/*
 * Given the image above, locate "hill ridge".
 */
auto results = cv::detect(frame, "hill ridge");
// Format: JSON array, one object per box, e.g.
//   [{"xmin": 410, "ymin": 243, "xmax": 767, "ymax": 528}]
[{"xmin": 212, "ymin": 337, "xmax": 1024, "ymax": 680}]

Problem details -
Repeat the records above word for word.

Written response -
/*
 * Given the image above, locate "hill ridge".
 */
auto results = cv::detect(frame, "hill ridge");
// Format: JSON array, one object per box, e.g.
//   [{"xmin": 410, "ymin": 243, "xmax": 767, "ymax": 528}]
[{"xmin": 212, "ymin": 337, "xmax": 1024, "ymax": 680}]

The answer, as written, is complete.